**Record set:**
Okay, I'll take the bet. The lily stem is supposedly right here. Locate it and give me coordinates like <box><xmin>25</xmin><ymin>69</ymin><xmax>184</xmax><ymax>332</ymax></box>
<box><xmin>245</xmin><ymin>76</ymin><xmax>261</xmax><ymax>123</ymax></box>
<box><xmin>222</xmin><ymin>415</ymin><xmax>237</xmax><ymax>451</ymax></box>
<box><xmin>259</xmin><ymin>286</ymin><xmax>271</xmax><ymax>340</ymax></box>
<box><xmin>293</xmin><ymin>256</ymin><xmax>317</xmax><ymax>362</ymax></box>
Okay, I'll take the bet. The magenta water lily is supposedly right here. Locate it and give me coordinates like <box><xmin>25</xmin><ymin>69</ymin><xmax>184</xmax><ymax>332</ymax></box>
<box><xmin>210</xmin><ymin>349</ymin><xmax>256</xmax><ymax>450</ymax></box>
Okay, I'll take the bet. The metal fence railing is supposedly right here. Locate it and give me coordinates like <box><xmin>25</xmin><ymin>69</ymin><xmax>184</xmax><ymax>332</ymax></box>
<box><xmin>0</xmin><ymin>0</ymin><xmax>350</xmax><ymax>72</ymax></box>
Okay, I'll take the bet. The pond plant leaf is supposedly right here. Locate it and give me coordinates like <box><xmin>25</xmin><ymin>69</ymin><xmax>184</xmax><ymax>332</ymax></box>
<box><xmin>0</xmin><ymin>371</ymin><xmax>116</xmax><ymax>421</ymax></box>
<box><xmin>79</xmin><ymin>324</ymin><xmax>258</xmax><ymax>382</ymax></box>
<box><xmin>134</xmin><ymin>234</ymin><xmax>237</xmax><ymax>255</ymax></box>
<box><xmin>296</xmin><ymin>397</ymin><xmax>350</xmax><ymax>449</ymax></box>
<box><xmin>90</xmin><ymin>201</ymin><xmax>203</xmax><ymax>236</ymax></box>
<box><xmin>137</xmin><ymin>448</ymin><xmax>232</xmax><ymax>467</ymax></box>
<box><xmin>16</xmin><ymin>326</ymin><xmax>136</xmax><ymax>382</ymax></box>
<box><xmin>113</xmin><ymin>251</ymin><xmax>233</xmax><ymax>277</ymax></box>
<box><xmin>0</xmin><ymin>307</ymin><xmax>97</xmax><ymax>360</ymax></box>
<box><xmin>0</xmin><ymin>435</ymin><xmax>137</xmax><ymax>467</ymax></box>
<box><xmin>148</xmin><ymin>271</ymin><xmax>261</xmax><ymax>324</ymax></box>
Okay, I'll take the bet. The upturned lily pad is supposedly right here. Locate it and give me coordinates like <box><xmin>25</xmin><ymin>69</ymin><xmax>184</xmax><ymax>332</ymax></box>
* * *
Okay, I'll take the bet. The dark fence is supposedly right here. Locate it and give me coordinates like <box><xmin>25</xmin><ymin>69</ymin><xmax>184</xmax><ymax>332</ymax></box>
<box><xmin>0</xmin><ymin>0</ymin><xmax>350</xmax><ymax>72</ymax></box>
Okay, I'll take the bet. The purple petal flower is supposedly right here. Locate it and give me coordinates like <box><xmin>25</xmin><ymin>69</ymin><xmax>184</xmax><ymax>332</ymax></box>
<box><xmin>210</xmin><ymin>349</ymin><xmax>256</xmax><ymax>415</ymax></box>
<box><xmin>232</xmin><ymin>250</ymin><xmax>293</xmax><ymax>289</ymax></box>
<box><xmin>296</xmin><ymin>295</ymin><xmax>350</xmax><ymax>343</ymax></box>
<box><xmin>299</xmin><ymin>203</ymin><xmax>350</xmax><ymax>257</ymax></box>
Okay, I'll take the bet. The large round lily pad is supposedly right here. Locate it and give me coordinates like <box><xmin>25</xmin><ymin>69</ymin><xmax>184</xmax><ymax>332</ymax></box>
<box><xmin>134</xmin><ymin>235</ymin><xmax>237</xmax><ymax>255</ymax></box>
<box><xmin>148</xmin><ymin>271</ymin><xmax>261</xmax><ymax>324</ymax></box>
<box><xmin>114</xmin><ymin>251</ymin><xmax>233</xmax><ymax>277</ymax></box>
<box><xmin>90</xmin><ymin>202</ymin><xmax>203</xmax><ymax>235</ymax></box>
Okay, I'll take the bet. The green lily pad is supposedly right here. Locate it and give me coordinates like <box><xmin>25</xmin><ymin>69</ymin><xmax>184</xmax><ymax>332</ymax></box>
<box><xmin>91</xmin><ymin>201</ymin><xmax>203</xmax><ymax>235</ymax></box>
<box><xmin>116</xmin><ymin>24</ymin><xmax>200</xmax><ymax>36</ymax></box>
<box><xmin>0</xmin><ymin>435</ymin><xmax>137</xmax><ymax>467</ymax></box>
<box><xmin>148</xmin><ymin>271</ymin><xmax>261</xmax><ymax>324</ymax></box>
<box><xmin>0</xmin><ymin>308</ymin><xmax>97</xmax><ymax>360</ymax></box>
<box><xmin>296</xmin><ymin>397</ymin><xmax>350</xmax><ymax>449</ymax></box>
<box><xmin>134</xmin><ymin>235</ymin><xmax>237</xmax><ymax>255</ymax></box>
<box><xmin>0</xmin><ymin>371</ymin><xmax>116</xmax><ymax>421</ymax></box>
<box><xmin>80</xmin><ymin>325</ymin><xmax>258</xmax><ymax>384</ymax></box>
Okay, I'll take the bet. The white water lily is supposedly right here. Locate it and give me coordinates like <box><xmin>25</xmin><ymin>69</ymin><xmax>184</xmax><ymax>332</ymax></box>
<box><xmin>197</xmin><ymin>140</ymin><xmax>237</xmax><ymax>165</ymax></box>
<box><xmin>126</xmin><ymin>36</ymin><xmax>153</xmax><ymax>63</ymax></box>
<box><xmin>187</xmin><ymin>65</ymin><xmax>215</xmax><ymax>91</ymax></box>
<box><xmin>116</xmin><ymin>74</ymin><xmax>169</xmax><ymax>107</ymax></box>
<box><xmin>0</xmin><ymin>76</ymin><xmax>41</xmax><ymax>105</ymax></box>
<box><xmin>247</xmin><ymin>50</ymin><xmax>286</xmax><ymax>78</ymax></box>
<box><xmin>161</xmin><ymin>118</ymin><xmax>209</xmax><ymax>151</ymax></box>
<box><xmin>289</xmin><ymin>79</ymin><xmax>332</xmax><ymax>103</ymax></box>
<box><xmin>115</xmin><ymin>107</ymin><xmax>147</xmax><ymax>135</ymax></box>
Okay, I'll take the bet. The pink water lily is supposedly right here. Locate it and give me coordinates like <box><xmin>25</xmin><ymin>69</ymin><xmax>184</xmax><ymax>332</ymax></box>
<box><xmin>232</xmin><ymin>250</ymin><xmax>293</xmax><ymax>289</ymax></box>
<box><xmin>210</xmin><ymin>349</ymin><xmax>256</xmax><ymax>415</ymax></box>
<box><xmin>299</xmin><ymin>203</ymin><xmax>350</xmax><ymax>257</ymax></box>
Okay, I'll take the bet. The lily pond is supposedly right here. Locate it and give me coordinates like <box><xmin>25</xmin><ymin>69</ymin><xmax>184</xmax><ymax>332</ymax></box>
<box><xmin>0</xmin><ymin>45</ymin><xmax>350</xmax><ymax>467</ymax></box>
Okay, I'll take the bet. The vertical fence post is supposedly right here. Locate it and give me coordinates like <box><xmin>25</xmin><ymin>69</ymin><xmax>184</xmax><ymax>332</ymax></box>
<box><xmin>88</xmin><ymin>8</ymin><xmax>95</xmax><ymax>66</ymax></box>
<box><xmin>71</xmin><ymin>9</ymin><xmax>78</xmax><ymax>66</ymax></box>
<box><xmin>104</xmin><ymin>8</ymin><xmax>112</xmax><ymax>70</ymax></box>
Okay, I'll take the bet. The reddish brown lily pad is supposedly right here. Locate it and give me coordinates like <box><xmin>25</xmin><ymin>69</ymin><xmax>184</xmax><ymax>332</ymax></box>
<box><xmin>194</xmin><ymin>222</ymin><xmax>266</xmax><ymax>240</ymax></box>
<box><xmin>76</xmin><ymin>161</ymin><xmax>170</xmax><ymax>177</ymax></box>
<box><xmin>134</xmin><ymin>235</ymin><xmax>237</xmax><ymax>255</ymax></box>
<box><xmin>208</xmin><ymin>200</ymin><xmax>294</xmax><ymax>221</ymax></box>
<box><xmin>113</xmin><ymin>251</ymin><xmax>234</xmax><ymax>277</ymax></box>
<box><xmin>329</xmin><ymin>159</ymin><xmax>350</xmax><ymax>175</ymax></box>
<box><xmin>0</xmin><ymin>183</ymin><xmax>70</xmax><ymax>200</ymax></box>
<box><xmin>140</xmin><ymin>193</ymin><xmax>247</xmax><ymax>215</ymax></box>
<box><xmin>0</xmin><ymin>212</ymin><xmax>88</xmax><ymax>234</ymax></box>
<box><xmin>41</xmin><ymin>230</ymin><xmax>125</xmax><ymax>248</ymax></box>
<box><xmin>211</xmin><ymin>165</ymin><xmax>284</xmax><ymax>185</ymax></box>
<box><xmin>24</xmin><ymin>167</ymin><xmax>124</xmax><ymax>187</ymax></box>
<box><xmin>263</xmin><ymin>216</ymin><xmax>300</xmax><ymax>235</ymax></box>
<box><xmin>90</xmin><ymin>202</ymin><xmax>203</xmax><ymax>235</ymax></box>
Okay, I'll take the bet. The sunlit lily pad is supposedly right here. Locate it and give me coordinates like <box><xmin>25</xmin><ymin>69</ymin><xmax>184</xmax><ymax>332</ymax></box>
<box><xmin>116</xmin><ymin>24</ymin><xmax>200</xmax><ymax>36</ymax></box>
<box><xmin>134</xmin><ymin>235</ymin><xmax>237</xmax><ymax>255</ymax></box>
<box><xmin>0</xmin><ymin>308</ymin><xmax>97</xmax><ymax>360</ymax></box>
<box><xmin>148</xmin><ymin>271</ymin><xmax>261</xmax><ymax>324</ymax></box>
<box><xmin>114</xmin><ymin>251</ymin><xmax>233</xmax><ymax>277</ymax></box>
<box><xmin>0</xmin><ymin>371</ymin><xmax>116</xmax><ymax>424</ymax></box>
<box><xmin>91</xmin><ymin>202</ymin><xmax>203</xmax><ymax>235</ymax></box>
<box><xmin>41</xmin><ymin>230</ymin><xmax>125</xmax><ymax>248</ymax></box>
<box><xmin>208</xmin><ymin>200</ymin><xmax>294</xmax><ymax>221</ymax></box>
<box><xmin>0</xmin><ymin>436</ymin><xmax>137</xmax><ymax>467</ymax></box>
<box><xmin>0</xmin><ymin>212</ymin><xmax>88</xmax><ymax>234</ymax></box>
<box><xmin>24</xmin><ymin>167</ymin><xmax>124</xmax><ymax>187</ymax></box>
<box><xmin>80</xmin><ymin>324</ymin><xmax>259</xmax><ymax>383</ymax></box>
==
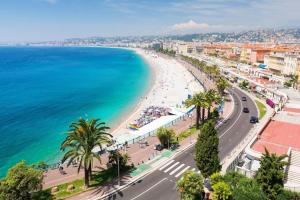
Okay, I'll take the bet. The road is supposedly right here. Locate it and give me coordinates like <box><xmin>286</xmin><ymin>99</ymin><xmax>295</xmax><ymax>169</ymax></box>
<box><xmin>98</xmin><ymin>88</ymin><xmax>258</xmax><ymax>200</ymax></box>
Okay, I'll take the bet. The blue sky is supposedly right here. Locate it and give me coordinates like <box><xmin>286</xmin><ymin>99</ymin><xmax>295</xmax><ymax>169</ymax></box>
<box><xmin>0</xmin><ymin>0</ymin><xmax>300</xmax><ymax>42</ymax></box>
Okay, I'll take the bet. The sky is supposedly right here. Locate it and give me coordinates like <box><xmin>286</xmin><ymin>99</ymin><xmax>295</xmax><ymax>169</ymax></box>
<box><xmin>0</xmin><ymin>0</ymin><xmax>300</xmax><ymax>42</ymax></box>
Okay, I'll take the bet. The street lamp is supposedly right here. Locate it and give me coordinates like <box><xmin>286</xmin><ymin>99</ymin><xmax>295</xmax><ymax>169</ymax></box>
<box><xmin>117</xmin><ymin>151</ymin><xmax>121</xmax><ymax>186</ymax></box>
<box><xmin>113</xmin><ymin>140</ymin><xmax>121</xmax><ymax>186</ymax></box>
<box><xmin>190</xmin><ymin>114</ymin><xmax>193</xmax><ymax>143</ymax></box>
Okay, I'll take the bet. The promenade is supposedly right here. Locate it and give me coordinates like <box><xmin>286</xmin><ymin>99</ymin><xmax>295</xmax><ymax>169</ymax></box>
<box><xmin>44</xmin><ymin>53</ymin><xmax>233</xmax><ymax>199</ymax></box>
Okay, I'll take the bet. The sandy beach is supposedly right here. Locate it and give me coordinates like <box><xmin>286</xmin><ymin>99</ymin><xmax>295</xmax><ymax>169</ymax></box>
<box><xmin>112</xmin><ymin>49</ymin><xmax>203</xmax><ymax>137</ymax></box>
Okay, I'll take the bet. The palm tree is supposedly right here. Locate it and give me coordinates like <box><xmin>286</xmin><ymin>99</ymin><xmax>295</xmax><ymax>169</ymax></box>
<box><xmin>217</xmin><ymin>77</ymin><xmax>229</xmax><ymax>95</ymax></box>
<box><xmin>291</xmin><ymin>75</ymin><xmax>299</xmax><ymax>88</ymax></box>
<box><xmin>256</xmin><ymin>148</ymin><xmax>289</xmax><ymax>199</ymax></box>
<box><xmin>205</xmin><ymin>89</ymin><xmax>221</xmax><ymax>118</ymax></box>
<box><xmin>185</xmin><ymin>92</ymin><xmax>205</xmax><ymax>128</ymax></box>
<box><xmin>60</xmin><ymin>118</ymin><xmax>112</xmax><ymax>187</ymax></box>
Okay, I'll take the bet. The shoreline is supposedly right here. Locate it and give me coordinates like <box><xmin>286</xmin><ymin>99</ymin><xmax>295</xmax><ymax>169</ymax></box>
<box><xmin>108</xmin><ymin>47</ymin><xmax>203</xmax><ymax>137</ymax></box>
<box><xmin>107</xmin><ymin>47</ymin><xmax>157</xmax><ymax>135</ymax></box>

**What to work on:** Count the rows above that contain the string "pond", matching case exactly, and reply with only the number.

**The answer:** 2